» **WRITTEN PROBLEM**
Every entry below should be repeated exactly; the pictures should not.

» **Photo object pointing records**
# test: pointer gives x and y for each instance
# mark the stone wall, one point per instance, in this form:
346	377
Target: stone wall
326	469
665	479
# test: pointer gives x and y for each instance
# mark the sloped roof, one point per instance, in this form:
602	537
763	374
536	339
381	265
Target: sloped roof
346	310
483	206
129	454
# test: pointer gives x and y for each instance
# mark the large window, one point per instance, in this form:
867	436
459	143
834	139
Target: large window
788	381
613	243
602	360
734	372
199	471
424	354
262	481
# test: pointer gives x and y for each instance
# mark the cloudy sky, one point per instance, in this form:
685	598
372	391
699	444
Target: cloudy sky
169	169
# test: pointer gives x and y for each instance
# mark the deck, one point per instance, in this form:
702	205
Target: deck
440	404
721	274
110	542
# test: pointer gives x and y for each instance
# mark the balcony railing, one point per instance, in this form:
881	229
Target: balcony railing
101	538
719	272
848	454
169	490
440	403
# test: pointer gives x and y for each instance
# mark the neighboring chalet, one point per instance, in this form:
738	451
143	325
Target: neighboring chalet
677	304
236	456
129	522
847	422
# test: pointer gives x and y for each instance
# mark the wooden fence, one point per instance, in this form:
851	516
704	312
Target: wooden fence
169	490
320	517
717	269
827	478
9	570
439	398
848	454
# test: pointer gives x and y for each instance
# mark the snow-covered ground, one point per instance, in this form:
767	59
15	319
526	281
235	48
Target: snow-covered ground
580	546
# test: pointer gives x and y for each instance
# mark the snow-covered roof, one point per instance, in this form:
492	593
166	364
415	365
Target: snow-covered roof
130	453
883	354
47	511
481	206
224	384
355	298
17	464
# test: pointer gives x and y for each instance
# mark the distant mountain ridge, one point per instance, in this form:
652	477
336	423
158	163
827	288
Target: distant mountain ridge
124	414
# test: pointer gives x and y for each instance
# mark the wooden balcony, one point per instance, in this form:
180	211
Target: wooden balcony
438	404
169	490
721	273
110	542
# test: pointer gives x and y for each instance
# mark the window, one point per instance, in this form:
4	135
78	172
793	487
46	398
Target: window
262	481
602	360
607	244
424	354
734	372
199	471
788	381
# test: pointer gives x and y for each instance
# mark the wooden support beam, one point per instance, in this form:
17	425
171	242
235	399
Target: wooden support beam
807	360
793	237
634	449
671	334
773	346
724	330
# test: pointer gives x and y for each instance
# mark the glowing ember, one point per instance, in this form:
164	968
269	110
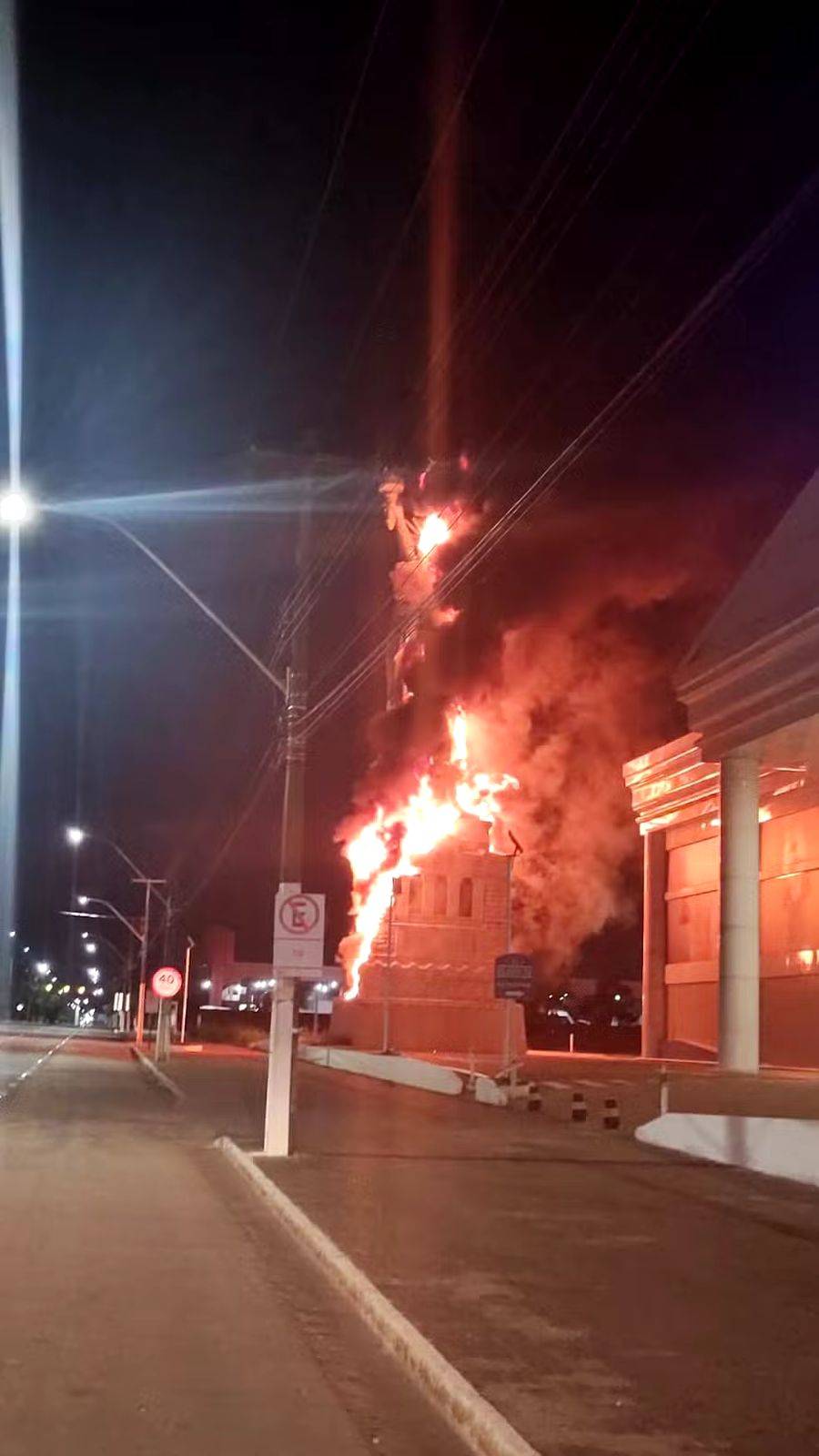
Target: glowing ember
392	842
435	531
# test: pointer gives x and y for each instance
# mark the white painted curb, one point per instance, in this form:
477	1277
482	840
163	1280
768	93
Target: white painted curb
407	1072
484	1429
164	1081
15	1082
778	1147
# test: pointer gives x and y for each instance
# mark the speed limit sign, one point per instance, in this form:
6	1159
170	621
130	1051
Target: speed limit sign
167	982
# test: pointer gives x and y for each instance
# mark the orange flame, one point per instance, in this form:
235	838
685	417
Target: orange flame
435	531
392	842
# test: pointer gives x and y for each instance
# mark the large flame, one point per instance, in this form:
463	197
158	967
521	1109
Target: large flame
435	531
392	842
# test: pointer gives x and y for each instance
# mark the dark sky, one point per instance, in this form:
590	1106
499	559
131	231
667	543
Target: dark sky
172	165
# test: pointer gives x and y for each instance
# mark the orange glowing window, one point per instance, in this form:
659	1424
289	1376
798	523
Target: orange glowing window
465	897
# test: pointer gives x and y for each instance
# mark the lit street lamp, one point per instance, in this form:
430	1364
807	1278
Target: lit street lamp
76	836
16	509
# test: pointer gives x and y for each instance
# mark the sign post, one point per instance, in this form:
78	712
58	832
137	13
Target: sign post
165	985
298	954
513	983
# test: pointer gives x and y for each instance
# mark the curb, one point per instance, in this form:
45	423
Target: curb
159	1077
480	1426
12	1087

» **WRITTEN ANSWER**
# test: pointer gives x and y for each instance
# mark the stone wall, one point per instance, in this form:
346	377
Target: stone wall
326	469
665	479
# test: pointer gives x and y for each instance
# mark the sloped roof, one point per instance, in this form:
602	537
763	374
536	339
381	265
Target: sloped roof
346	310
483	206
129	454
# test: pointer gives x and y for each instance
# mark the large window, one point per instance, in this form:
867	436
459	143
834	139
Target: large window
788	381
613	243
602	360
734	372
199	471
424	354
262	481
# test: pointer gives x and y for each instance
# mark the cloudy sky, one point per instance, in this form:
685	598
372	391
699	444
Target: cloudy sky
169	169
# test: pointer gives x and y for each instance
# mark the deck, one point per instance, in this form:
702	205
Target: deck
440	404
721	274
110	542
# test: pointer gives x and y for each instance
# mark the balcony railing, one point per instance, in this form:
881	229
Target: balcony railing
101	538
719	272
848	454
169	490
440	403
# test: pointer gives x and y for each instance
# mark the neighboring chalet, one point per instance, in this form:
738	451
143	325
Target: neighboring chalet
677	304
236	456
129	522
847	422
# test: pointer gives x and y for each instance
# mark the wooden fence, one point per instance, in this form:
851	516
704	312
Target: wooden fence
169	490
320	517
717	269
827	478
9	570
439	398
848	454
# test: pointer gives x and y for each instance
# mark the snow-covered ground, one point per instance, in this form:
767	59
15	319
526	281
235	48
Target: snow-covered ground
580	546
# test: pointer gives x and y for each instance
# mark the snow-covered roof, one point per instance, in this form:
492	593
166	364
415	365
Target: snow-covered roof
130	453
883	354
47	511
481	206
224	384
355	298
17	464
# test: pointer gives x and y for each instance
# mark the distant mountain ridge, one point per instance, in this form:
652	477
336	423
158	163
827	288
Target: distant mountain ridge
124	414
# test: pointer gives x and y for each instance
# mark the wooden balcony, one point per instance, in this form:
180	211
Target: wooden balcony
438	404
169	490
721	273
110	542
# test: pointer gives x and y for each instance
# mark the window, one point per instance, in this form:
4	135
78	172
793	487
46	398
Target: window
262	481
602	360
607	244
424	354
734	372
199	471
788	381
# test: pointer gives x and y for each instance
# mark the wooden support beam, one point per instance, in this form:
17	425
171	242
235	399
Target: wooden support beam
807	360
793	237
634	449
671	334
773	346
724	330
# test: pointer gives x and y for each instance
# mark the glowing ember, one point per instance, in this form:
164	968
269	110
Target: glowing ember
392	842
435	531
# test: pointer gives x and y for each instance
# mark the white painted curb, one point per instance, in this form:
477	1277
482	840
163	1280
768	93
Target: white painted curb
407	1072
484	1429
164	1081
15	1082
778	1147
# test: pointer gives x and y for each instance
# mark the speed limit sign, one point per instance, in this form:
6	1159
170	621
130	1051
Target: speed limit sign
167	982
# test: pointer gives x and y for each instance
# mark the orange flame, one point per instance, in this form:
235	838
685	417
Target: orange flame
435	531
392	842
# test: pointer gives x and y for each instance
# mark the large flame, one point per instance, in this form:
463	197
158	967
521	1109
Target: large flame
435	531
392	842
# test: pointer gives x and y for each instance
# mark the dark sky, one point per instance, in this form:
590	1106
499	559
131	231
667	543
Target: dark sky
172	165
# test: pointer gives x and y for each instance
# mark the orange glowing window, one point per instance, in this form:
659	1424
289	1376
798	523
Target: orange glowing window
465	897
# test: pointer gives x and y for each instance
# mark the lit street lamp, one point per instance, in this form:
430	1364
807	1278
Target: lit street lamp
76	836
16	509
# test: pointer gives x and y for each instance
# mark the sign post, one point per instance, in this form:
78	712
58	832
137	13
Target: sign post
165	985
298	954
513	983
# test: pointer gives x and y for each instance
# mark the curb, one point per instance, in this form:
45	423
Target: curb
159	1077
480	1426
12	1087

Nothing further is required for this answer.